== What needs to be done ==
Keep every line in which "query" occurs and drop the rest of the data.

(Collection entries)
====

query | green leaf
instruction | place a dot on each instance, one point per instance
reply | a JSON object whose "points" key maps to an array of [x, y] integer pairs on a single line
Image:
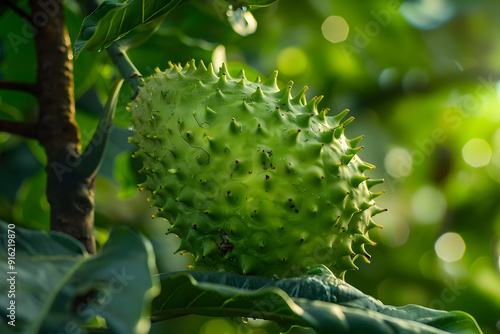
{"points": [[113, 20], [242, 3], [318, 300], [59, 287]]}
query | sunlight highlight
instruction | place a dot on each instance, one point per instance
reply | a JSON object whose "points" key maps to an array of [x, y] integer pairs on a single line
{"points": [[292, 61], [335, 29], [450, 247], [428, 205], [477, 152]]}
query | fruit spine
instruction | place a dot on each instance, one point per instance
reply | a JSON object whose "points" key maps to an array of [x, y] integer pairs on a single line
{"points": [[252, 179]]}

====

== Expected output ==
query | green leaf
query | sunlight highlight
query | fruit spine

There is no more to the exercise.